> Supplied information

━━━━━━━━

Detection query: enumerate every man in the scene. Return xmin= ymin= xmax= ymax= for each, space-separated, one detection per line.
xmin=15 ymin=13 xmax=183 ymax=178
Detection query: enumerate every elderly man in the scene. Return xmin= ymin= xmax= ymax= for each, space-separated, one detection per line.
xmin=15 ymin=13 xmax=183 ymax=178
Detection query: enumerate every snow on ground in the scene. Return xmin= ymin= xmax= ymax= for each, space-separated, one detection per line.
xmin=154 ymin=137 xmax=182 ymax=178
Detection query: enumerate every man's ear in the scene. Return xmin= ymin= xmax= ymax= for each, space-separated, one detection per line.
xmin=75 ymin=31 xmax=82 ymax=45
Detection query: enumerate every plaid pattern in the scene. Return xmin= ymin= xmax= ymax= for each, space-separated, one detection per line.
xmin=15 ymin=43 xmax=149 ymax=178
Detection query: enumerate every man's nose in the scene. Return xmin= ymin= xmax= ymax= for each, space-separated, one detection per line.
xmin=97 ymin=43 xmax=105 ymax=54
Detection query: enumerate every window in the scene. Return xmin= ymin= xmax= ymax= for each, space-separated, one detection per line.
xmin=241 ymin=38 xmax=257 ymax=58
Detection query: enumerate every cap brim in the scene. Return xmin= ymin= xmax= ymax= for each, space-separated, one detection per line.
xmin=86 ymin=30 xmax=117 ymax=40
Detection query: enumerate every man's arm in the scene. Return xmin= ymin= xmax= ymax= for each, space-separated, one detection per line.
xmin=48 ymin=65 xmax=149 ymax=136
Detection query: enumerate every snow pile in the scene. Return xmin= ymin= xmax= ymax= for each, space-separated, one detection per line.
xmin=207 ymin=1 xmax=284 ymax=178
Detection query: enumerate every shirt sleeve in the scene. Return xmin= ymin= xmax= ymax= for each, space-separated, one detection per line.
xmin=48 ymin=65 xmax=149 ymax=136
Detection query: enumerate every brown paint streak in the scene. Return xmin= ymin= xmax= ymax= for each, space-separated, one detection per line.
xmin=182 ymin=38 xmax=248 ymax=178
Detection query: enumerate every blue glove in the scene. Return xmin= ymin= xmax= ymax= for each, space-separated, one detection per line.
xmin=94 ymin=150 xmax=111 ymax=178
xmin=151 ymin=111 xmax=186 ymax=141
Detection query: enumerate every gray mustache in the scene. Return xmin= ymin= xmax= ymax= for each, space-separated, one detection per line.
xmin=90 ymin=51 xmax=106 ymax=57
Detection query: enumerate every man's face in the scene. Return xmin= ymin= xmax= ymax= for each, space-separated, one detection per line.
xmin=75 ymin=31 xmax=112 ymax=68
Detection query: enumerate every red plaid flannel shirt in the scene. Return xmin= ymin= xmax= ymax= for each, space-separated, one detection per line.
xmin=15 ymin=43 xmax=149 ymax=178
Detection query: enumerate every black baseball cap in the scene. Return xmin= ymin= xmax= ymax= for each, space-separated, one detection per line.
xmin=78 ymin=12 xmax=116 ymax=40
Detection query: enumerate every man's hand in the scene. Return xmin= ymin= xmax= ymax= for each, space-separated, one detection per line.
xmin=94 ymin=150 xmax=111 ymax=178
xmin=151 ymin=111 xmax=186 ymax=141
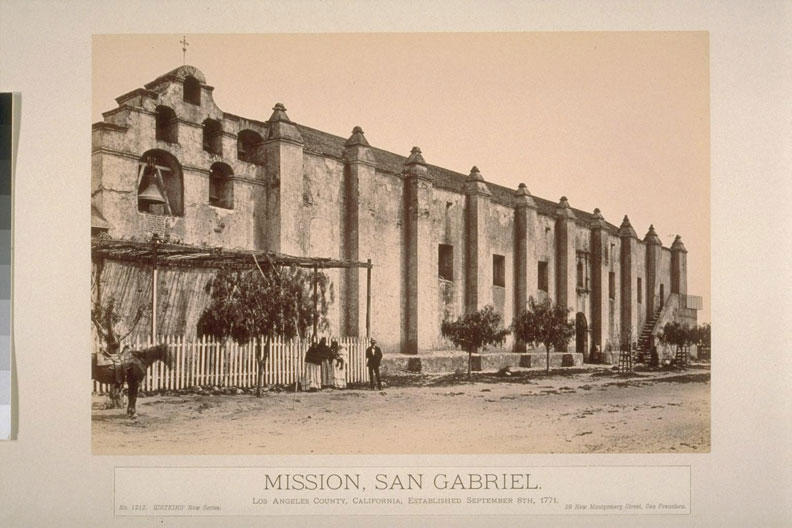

━━━━━━━━

> Objective
Set out every line of the material above as a numbered list, skipping any blank lines. Leave the picture out of your list.

> Output of the task
1. Detection query: enumerate every man in the scene. Return xmin= ymin= xmax= ymax= for each, space-separated, one detection per line.
2. xmin=15 ymin=13 xmax=183 ymax=178
3. Detection query: enumerate every elderly man in the scene. Return xmin= ymin= xmax= ymax= for each, space-separated, one detection per line.
4. xmin=15 ymin=13 xmax=183 ymax=178
5. Detection query: enumerate every snow on ground in the scene. Return xmin= ymin= xmax= ymax= for each, space-separated, one detection per line.
6. xmin=154 ymin=137 xmax=182 ymax=178
7. Detection query: enumerate every man's ear in the scene. Return xmin= ymin= xmax= ymax= for each, space-separated, one detection per line.
8. xmin=75 ymin=31 xmax=82 ymax=45
9. Detection query: enumerate every plaid pattern in the scene. Return xmin= ymin= xmax= ymax= for each, space-separated, one detection per line.
10. xmin=15 ymin=43 xmax=149 ymax=178
11. Detection query: enumerate every man's nose in the scene. Return xmin= ymin= xmax= ymax= for each, space-separated, one detection per line.
12. xmin=97 ymin=43 xmax=105 ymax=54
13. Detection query: enumerate every window in the scene. Return xmin= ymin= xmax= ymax= for each, space-separated, one detection per line.
14. xmin=241 ymin=38 xmax=257 ymax=58
15. Detection query: enumerate every cap brim in the scene. Return xmin= ymin= xmax= ymax= for each, space-separated, one detection per line.
16. xmin=86 ymin=30 xmax=117 ymax=40
17. Detection query: enumerate every man's arm in the scene. Return xmin= ymin= xmax= ymax= for each, space-separated, one detection per line.
18. xmin=48 ymin=65 xmax=149 ymax=136
19. Detection query: enumerate every snow pile in the scene. Return xmin= ymin= xmax= ymax= for each, space-separated, one detection per line.
20. xmin=207 ymin=1 xmax=284 ymax=178
21. Detection query: enumerate every shirt sleeve in the scene. Return xmin= ymin= xmax= ymax= for each, space-separated, one detection per line.
22. xmin=48 ymin=65 xmax=149 ymax=136
23. Detection query: enumerate every brown paint streak in the scene. Return xmin= ymin= xmax= ymax= for each, space-separated, one detection per line.
24. xmin=182 ymin=38 xmax=248 ymax=178
25. Detection query: enumerate every blue glove in the scene. Return xmin= ymin= xmax= ymax= for each, space-separated, one detection per line.
26. xmin=94 ymin=150 xmax=111 ymax=178
27. xmin=151 ymin=111 xmax=186 ymax=141
28. Detection query: enumerate every gray mustache in the scene. Return xmin= ymin= xmax= ymax= for each, space-separated, one detection per line.
29. xmin=90 ymin=51 xmax=106 ymax=57
30. Detection query: enumerate every man's face in the scene. Return xmin= ymin= xmax= ymax= for each, space-separated, one detection per line.
31. xmin=75 ymin=31 xmax=112 ymax=68
32. Detection query: enumerate every red plaid flannel shirt in the scene. Return xmin= ymin= xmax= ymax= for each, space-separated, one detection per line.
33. xmin=15 ymin=43 xmax=149 ymax=178
34. Detection query: enumerate every black baseball cap in the scene. Return xmin= ymin= xmax= ymax= for each, space-separated, one detection per line.
35. xmin=78 ymin=12 xmax=116 ymax=40
36. Detection query: enumerate every man's hand in the scene. Return xmin= ymin= xmax= ymax= for each, space-separated, one detection per line.
37. xmin=94 ymin=150 xmax=111 ymax=178
38. xmin=151 ymin=111 xmax=186 ymax=141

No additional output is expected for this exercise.